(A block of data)
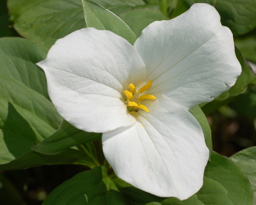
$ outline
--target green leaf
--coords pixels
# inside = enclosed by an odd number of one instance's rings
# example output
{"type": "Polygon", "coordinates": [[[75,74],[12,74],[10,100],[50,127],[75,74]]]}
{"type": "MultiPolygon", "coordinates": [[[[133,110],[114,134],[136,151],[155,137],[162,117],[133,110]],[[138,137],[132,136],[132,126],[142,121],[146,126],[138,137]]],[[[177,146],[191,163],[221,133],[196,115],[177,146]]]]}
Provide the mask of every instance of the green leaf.
{"type": "Polygon", "coordinates": [[[7,0],[0,1],[0,37],[16,35],[14,30],[10,28],[8,18],[7,0]]]}
{"type": "Polygon", "coordinates": [[[55,132],[31,149],[44,154],[55,154],[70,147],[101,139],[101,134],[82,131],[63,120],[55,132]]]}
{"type": "Polygon", "coordinates": [[[31,152],[60,124],[44,74],[34,64],[45,54],[26,39],[0,39],[0,164],[31,152]]]}
{"type": "Polygon", "coordinates": [[[173,19],[186,11],[189,8],[183,0],[177,0],[176,7],[172,11],[170,18],[173,19]]]}
{"type": "Polygon", "coordinates": [[[214,5],[223,25],[229,27],[234,35],[241,35],[256,27],[256,0],[183,0],[191,6],[196,3],[214,5]]]}
{"type": "Polygon", "coordinates": [[[108,30],[133,44],[137,39],[135,34],[117,16],[103,6],[90,1],[83,0],[83,7],[87,27],[108,30]]]}
{"type": "Polygon", "coordinates": [[[230,159],[248,178],[253,189],[254,199],[256,199],[256,147],[240,151],[231,156],[230,159]]]}
{"type": "Polygon", "coordinates": [[[130,205],[145,205],[152,202],[160,202],[164,199],[143,191],[119,178],[114,178],[112,181],[126,198],[130,205]]]}
{"type": "Polygon", "coordinates": [[[117,15],[134,7],[146,5],[143,0],[94,0],[93,2],[101,5],[117,15]]]}
{"type": "Polygon", "coordinates": [[[136,8],[119,15],[119,17],[131,28],[134,33],[139,36],[142,31],[155,21],[169,20],[159,10],[148,7],[136,8]]]}
{"type": "Polygon", "coordinates": [[[85,27],[77,0],[8,0],[10,20],[22,36],[46,50],[57,39],[85,27]]]}
{"type": "Polygon", "coordinates": [[[238,113],[253,119],[256,119],[256,86],[228,105],[238,113]]]}
{"type": "Polygon", "coordinates": [[[203,129],[205,143],[210,151],[209,159],[210,159],[213,151],[213,143],[212,141],[212,132],[209,123],[208,123],[205,115],[199,106],[197,105],[193,107],[189,110],[189,112],[195,117],[203,129]]]}
{"type": "Polygon", "coordinates": [[[247,60],[256,63],[256,29],[234,39],[235,44],[247,60]]]}
{"type": "Polygon", "coordinates": [[[52,155],[30,152],[8,163],[0,165],[0,170],[20,170],[43,165],[71,164],[81,164],[91,168],[98,165],[93,159],[84,152],[68,149],[60,154],[52,155]]]}
{"type": "Polygon", "coordinates": [[[104,167],[77,174],[56,188],[43,205],[128,205],[104,167]]]}
{"type": "Polygon", "coordinates": [[[237,95],[244,93],[249,84],[256,84],[256,75],[237,49],[236,54],[242,66],[242,73],[237,79],[236,83],[229,90],[222,93],[213,101],[201,105],[202,110],[206,115],[231,102],[237,95]]]}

**DIRECTIVE:**
Update the item above so that "green leaf" becomes "leaf" wherever it occurs, with every other line unchanged. Leave the picture out of your answer.

**EXERCISE RESULT:**
$ outline
--target leaf
--coords pixels
# inside = enclosed by an odd number of one instance's rings
# example output
{"type": "Polygon", "coordinates": [[[75,74],[12,74],[10,100],[50,127],[75,74]]]}
{"type": "MultiPolygon", "coordinates": [[[[133,110],[114,134],[136,151],[155,137],[162,117],[133,110]],[[138,137],[132,136],[132,126],[142,121],[146,126],[138,137]]],[[[177,146],[191,163],[221,133],[196,115],[177,146]]]]}
Provide the mask of every instance of the leaf.
{"type": "Polygon", "coordinates": [[[7,0],[0,1],[0,37],[16,35],[14,30],[10,28],[8,18],[7,0]]]}
{"type": "Polygon", "coordinates": [[[55,132],[31,149],[44,154],[55,154],[70,147],[101,139],[101,134],[82,131],[63,120],[55,132]]]}
{"type": "Polygon", "coordinates": [[[31,152],[60,124],[44,74],[34,64],[45,54],[26,39],[0,39],[0,164],[31,152]]]}
{"type": "Polygon", "coordinates": [[[173,19],[186,11],[189,8],[183,0],[177,0],[176,7],[172,11],[170,18],[173,19]]]}
{"type": "Polygon", "coordinates": [[[214,5],[223,25],[229,27],[234,35],[241,35],[256,27],[256,0],[183,0],[191,6],[196,3],[214,5]]]}
{"type": "Polygon", "coordinates": [[[108,30],[133,44],[137,39],[135,34],[117,16],[103,6],[90,1],[83,0],[83,7],[87,27],[108,30]]]}
{"type": "Polygon", "coordinates": [[[230,159],[248,178],[253,189],[254,199],[256,199],[256,147],[240,151],[231,156],[230,159]]]}
{"type": "Polygon", "coordinates": [[[130,205],[145,205],[152,202],[160,202],[164,199],[143,191],[119,178],[114,178],[112,181],[126,198],[130,205]]]}
{"type": "Polygon", "coordinates": [[[117,15],[134,7],[146,5],[143,0],[94,0],[93,2],[101,5],[117,15]]]}
{"type": "Polygon", "coordinates": [[[136,8],[119,15],[119,17],[131,28],[134,33],[139,36],[142,31],[155,21],[169,20],[159,10],[148,7],[136,8]]]}
{"type": "Polygon", "coordinates": [[[85,27],[77,0],[8,0],[10,20],[22,36],[46,50],[57,39],[85,27]]]}
{"type": "Polygon", "coordinates": [[[238,113],[253,119],[256,119],[256,86],[228,105],[238,113]]]}
{"type": "Polygon", "coordinates": [[[203,129],[205,143],[210,151],[209,159],[210,159],[213,151],[213,143],[212,141],[212,132],[209,123],[208,123],[205,115],[199,106],[197,105],[193,107],[189,110],[189,112],[195,117],[203,129]]]}
{"type": "Polygon", "coordinates": [[[247,60],[256,63],[256,29],[234,39],[235,44],[247,60]]]}
{"type": "Polygon", "coordinates": [[[52,155],[30,152],[8,163],[0,165],[0,170],[20,170],[43,165],[71,164],[81,164],[91,168],[98,165],[93,159],[84,152],[68,149],[60,154],[52,155]]]}
{"type": "Polygon", "coordinates": [[[104,167],[77,174],[56,188],[43,205],[128,205],[104,167]]]}
{"type": "Polygon", "coordinates": [[[237,95],[244,93],[249,84],[256,84],[256,75],[237,49],[236,54],[242,66],[242,73],[237,79],[236,83],[229,90],[222,93],[213,101],[201,105],[202,110],[206,115],[231,102],[237,95]]]}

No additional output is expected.